■ **Tarea 1**
En el código de PySpark, ¿con qué formato de fecha se convierte la columna fecha_venta?

■ **Texto proporcionado**
● ● ●

In [0]:
table = dbutils.widgets.text("table", "")
table = dbutils.widgets.get("table")

In [0]:
from pyspark.sql.functions import col, to_date, to_timestamp, row_number, current_timestamp, current_date, sha2, concat_ws, lit, expr
from pyspark.sql.window import Window
from pyspark.sql.utils import AnalysisException
from delta.tables import DeltaTable
import uuid

In [0]:
# Creamos catalogo y schema
catalog_name = "sesion_08"
schema_bronze = "bronze"

In [0]:
ventas=spark.table(f"{catalog_name}.{schema_bronze}.{table}")

In [0]:
silver_ventas = (
    ventas
    .withColumn("id_linea", col("id_linea").cast("int"))
    .withColumn("id_tienda", col("id_tienda").cast("int"))
    .withColumn("id_cliente", col("id_cliente").cast("int"))
    .withColumn("id_producto", col("id_producto").cast("int"))
    .withColumn("fecha_venta", to_date(col("fecha_venta"), "yyyy-MM-dd"))

● ● ●

■ **Registros proporcionados**
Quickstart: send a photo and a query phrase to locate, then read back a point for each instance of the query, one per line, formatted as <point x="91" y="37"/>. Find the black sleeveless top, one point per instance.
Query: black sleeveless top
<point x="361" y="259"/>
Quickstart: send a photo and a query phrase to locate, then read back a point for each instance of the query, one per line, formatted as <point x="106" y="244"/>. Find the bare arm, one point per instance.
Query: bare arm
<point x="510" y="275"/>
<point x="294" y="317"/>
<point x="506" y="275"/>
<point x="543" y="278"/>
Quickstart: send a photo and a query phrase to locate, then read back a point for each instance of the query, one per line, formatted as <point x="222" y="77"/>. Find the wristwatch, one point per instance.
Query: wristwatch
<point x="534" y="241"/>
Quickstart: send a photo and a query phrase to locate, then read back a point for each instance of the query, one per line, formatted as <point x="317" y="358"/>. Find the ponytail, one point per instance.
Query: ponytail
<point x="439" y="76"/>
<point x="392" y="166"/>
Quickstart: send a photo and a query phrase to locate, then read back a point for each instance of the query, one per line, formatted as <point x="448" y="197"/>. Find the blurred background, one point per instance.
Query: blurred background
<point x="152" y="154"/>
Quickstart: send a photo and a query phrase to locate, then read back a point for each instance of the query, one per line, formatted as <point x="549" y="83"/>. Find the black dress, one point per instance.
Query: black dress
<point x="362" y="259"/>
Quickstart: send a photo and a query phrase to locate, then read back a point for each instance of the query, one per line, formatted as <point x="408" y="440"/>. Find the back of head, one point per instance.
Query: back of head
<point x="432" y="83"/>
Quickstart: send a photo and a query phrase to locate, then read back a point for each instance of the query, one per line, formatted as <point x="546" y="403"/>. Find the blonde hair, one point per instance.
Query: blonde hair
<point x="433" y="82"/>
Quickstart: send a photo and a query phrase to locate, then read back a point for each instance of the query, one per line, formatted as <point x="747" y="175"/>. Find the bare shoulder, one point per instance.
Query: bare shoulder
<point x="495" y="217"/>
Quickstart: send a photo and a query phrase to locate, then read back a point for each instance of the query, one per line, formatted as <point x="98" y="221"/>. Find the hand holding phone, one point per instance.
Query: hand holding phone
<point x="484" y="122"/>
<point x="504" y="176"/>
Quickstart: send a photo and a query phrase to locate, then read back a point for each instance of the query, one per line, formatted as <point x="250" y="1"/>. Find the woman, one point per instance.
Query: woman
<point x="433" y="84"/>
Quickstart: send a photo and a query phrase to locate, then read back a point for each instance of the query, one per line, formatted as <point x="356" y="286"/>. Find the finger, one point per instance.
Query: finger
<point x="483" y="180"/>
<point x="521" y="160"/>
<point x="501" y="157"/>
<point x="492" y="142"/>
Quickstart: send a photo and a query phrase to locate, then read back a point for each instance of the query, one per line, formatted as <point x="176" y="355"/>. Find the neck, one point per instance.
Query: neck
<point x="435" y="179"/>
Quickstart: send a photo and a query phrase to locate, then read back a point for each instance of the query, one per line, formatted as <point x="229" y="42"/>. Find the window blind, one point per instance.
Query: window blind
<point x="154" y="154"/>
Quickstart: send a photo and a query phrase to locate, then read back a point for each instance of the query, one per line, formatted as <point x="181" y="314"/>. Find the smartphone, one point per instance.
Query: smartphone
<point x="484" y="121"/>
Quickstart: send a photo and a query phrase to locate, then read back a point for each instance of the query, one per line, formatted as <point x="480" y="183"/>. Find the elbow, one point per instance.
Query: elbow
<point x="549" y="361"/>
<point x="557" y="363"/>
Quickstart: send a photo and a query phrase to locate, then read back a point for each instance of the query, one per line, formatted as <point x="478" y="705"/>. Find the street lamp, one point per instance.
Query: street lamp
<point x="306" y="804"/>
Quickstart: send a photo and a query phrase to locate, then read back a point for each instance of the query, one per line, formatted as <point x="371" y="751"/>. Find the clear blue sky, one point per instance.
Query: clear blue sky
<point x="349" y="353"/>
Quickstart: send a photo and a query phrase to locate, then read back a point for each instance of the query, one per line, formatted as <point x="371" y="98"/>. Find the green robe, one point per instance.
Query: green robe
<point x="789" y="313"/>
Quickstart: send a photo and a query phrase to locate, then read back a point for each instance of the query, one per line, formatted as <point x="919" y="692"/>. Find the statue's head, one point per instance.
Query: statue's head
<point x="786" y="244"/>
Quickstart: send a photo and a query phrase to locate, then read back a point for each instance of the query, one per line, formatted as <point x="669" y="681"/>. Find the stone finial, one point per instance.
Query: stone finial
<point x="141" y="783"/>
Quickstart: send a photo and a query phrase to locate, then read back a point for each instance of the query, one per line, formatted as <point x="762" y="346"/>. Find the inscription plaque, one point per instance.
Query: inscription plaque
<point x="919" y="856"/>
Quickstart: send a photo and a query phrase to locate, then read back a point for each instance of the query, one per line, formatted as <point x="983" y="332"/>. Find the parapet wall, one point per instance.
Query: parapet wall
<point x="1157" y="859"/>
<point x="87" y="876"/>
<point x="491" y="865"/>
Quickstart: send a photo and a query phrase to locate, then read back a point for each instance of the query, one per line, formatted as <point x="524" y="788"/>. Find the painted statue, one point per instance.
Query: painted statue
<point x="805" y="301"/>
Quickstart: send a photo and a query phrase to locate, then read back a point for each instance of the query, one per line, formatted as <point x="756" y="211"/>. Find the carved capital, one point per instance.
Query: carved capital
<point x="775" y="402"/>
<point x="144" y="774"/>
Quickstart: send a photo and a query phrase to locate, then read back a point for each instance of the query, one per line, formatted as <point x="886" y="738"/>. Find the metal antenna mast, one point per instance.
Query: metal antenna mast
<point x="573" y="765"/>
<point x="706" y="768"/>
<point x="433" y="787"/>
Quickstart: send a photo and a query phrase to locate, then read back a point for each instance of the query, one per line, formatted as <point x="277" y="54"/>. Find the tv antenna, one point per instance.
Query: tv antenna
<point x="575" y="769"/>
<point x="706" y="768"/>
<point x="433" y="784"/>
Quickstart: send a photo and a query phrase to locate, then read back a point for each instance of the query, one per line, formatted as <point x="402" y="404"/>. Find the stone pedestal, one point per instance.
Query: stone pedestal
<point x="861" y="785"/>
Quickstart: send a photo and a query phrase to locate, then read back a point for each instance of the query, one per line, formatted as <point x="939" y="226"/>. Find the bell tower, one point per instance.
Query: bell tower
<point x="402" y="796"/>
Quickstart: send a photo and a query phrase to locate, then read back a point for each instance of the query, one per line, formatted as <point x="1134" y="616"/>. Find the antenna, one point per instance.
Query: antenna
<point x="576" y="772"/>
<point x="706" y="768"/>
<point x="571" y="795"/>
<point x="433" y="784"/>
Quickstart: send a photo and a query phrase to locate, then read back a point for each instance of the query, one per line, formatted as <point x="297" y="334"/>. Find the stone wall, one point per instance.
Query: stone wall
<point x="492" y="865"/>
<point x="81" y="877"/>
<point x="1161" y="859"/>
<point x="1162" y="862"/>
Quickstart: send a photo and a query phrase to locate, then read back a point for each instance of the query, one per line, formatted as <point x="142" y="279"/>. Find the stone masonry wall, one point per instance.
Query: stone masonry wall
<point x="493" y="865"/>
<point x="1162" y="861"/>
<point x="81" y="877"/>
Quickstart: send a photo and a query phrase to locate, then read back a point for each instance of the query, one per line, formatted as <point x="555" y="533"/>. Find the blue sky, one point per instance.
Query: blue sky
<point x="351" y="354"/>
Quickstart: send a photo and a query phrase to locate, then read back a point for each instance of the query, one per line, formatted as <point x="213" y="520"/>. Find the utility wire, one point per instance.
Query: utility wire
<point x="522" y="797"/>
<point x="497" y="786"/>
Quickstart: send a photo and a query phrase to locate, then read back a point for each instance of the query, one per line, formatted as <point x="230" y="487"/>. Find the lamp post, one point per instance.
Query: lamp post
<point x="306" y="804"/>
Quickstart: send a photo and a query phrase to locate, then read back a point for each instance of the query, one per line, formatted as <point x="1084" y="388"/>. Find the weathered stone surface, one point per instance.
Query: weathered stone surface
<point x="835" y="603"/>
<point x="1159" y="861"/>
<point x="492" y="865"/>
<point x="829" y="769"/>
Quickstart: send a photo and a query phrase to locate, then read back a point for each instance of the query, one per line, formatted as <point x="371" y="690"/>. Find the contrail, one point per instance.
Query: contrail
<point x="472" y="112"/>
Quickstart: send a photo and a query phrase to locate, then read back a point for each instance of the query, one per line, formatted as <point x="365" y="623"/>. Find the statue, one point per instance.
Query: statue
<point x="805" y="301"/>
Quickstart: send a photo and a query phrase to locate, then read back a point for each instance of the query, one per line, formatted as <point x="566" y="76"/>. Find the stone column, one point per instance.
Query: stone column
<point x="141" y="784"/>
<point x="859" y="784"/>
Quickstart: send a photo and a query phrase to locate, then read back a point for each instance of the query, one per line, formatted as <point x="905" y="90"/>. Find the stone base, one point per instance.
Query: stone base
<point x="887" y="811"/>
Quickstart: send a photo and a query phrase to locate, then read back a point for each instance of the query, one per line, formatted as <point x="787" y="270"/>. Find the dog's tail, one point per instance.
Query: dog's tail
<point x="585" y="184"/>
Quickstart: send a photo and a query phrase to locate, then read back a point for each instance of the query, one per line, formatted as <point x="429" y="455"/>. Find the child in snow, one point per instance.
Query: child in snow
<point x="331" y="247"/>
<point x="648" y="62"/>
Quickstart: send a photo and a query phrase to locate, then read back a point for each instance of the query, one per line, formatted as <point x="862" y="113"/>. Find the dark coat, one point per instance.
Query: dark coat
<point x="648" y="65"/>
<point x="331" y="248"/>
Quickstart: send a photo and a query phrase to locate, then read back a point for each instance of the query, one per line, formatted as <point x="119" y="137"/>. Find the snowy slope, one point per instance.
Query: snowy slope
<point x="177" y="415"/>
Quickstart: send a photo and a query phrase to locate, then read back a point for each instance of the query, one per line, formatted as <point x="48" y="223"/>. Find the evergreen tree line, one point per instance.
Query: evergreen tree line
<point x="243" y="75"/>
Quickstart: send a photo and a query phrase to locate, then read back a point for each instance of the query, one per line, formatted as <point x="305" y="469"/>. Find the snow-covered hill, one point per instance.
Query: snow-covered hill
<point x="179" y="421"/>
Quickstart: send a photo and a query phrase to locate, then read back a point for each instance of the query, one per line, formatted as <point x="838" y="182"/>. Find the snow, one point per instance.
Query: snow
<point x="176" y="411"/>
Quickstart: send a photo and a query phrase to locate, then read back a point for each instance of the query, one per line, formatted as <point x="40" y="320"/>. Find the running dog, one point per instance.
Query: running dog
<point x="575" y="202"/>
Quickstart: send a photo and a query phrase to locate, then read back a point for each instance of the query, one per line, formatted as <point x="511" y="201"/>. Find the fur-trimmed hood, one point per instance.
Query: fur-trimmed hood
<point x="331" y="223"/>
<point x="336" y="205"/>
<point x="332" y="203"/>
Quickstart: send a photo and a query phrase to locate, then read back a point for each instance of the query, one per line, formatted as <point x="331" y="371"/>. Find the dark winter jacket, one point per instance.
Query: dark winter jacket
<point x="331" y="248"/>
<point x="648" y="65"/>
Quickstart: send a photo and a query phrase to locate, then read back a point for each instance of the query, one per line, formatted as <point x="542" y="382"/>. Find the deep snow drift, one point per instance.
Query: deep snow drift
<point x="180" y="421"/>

● ● ●

■ **Tarea 2**
Convierte en una lista numerada, sin las líneas en blanco, la parte de los registros que empieza con la línea que contiene "dog, one point per instance." y sigue hasta el final de los registros.

■ **Respuesta 1**
Con el formato "yyyy-MM-dd".

■ **Respuesta 2**
1. Quickstart: send a photo and a query phrase to locate, then read back a point for each instance of the query, one per line, formatted as <point x="40" y="320"/>. Find the running dog, one point per instance.
2. Query: running dog
3. <point x="575" y="202"/>
4. Quickstart: send a photo and a query phrase to locate, then read back a point for each instance of the query, one per line, formatted as <point x="511" y="201"/>. Find the fur-trimmed hood, one point per instance.
5. Query: fur-trimmed hood
6. <point x="331" y="223"/>
7. <point x="336" y="205"/>
8. <point x="332" y="203"/>
9. Quickstart: send a photo and a query phrase to locate, then read back a point for each instance of the query, one per line, formatted as <point x="331" y="371"/>. Find the dark winter jacket, one point per instance.
10. Query: dark winter jacket
11. <point x="331" y="248"/>
12. <point x="648" y="65"/>
13. Quickstart: send a photo and a query phrase to locate, then read back a point for each instance of the query, one per line, formatted as <point x="542" y="382"/>. Find the deep snow drift, one point per instance.
14. Query: deep snow drift
15. <point x="180" y="421"/>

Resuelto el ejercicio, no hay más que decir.